=== STORED ROWS ===

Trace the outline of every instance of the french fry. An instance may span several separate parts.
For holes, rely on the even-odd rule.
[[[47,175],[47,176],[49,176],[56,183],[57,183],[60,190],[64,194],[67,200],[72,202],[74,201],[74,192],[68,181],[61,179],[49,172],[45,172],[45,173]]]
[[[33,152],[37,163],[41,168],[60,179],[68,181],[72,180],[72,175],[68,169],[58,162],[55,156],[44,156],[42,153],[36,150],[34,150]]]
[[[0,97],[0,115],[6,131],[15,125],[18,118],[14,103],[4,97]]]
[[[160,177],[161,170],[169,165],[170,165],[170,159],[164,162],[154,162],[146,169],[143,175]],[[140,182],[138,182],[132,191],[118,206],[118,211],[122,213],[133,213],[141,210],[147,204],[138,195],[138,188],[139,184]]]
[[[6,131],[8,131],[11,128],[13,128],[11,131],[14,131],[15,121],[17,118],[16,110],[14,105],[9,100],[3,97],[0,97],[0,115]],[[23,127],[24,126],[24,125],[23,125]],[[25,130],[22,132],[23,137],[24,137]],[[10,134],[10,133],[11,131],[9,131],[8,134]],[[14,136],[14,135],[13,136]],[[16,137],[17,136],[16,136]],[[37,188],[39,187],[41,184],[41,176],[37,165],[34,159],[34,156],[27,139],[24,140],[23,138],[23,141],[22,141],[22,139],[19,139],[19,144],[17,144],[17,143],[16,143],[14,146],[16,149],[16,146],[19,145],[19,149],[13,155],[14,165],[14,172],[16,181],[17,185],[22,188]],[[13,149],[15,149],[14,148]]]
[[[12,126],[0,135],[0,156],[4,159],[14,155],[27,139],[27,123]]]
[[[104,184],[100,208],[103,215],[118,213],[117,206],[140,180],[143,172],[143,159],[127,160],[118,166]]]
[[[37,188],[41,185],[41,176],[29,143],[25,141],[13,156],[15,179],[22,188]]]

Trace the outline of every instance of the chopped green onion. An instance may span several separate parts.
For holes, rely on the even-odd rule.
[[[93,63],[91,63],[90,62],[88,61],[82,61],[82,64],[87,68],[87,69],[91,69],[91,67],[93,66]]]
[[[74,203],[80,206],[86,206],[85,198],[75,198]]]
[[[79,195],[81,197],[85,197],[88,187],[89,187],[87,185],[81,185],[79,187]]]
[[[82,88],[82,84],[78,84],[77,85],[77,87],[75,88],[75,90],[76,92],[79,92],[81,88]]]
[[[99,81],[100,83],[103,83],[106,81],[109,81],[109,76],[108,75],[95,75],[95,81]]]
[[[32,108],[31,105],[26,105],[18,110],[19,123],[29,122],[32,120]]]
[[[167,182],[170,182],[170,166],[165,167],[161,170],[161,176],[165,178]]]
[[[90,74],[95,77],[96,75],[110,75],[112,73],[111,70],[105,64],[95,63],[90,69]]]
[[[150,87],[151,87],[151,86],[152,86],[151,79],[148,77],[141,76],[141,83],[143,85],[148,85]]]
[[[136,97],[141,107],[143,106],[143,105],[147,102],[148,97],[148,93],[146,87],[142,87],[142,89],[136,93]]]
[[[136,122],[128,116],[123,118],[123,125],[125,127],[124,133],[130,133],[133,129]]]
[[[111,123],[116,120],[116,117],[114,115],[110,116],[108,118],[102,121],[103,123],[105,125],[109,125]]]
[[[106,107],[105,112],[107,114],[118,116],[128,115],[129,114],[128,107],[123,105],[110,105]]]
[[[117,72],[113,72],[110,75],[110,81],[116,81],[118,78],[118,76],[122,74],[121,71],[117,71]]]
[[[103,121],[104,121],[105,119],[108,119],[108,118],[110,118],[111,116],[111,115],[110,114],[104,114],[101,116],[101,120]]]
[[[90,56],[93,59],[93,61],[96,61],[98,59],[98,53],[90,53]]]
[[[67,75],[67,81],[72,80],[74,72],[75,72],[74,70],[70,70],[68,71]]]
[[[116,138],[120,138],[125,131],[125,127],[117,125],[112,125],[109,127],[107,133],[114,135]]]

===

Write out all the lines above again, keeping every word, number, and bracket the same.

Trace the outline of every instance of the french fry. An instance may span several separate parts.
For holes, rely on the even-odd rule.
[[[47,175],[47,176],[49,176],[56,183],[57,183],[60,190],[64,194],[67,200],[72,202],[74,201],[74,192],[68,181],[61,179],[49,172],[45,172],[45,173]]]
[[[33,152],[37,163],[41,168],[60,179],[68,181],[72,180],[72,175],[68,169],[58,162],[55,156],[44,156],[42,153],[36,150],[34,150]]]
[[[0,97],[0,115],[6,131],[15,125],[18,118],[14,103],[4,97]]]
[[[160,177],[161,170],[169,165],[170,165],[170,159],[164,162],[154,162],[146,169],[143,175]],[[140,182],[138,182],[132,191],[118,206],[118,211],[122,213],[133,213],[141,210],[147,204],[138,195],[138,188],[139,184]]]
[[[6,131],[8,131],[11,128],[13,128],[11,131],[14,131],[15,121],[17,118],[16,110],[14,105],[9,100],[3,97],[0,97],[0,115]],[[23,127],[24,126],[24,125],[23,125]],[[25,130],[22,132],[23,137],[24,137]],[[10,134],[10,133],[11,131],[9,131],[8,134]],[[14,136],[14,135],[13,136]],[[16,137],[17,136],[16,136]],[[37,188],[39,187],[41,184],[41,176],[37,165],[34,159],[34,156],[27,139],[24,140],[23,138],[23,141],[22,141],[22,139],[19,139],[19,144],[17,144],[17,143],[16,143],[14,146],[16,149],[16,146],[19,145],[19,149],[13,155],[14,165],[14,172],[16,181],[17,185],[22,188]],[[13,149],[15,149],[14,148]]]
[[[12,126],[0,135],[0,156],[4,159],[14,155],[27,139],[27,123]]]
[[[104,184],[100,208],[103,215],[118,213],[117,206],[140,180],[143,172],[143,159],[127,160],[118,166]]]
[[[37,188],[41,185],[41,176],[29,143],[25,141],[13,156],[15,179],[22,188]]]

Trace the outline of every instance of the chopped green onion. An instance may span several separate parts.
For holes, rely on the even-odd rule.
[[[93,63],[91,63],[90,62],[88,61],[82,61],[82,64],[87,68],[87,69],[91,69],[91,67],[93,66]]]
[[[74,203],[80,206],[86,206],[85,198],[75,198]]]
[[[79,195],[81,197],[85,197],[88,187],[89,187],[87,185],[81,185],[79,187]]]
[[[82,88],[82,84],[78,84],[77,85],[77,87],[75,88],[75,90],[76,92],[79,92],[81,88]]]
[[[99,81],[100,83],[103,83],[106,81],[109,81],[109,76],[108,75],[95,75],[95,81]]]
[[[32,108],[31,105],[26,105],[18,110],[19,123],[29,122],[32,120]]]
[[[167,182],[170,182],[170,166],[165,167],[161,170],[161,176],[165,178]]]
[[[90,74],[95,77],[96,75],[110,75],[112,73],[111,70],[105,64],[95,63],[90,69]]]
[[[150,87],[151,87],[151,86],[152,86],[151,79],[148,77],[141,76],[141,83],[143,85],[148,85]]]
[[[136,97],[141,107],[143,106],[143,105],[147,102],[148,97],[148,93],[146,87],[142,87],[142,89],[136,93]]]
[[[136,122],[128,116],[123,118],[123,125],[125,127],[124,133],[130,133],[133,129]]]
[[[111,123],[116,120],[116,117],[114,115],[110,116],[108,118],[102,121],[103,123],[105,125],[109,125]]]
[[[106,107],[105,112],[107,114],[118,116],[128,115],[129,114],[128,107],[123,105],[110,105]]]
[[[117,72],[113,72],[110,75],[110,81],[116,81],[118,78],[118,76],[122,74],[121,71],[117,71]]]
[[[103,121],[104,121],[105,119],[108,119],[108,118],[110,118],[111,116],[111,115],[110,114],[104,114],[101,116],[101,120]]]
[[[90,56],[93,59],[93,61],[96,61],[98,59],[98,53],[90,53]]]
[[[67,75],[67,81],[72,80],[74,72],[75,72],[74,70],[70,70],[68,71]]]
[[[116,138],[120,138],[125,131],[125,127],[117,125],[112,125],[109,127],[107,133],[114,135]]]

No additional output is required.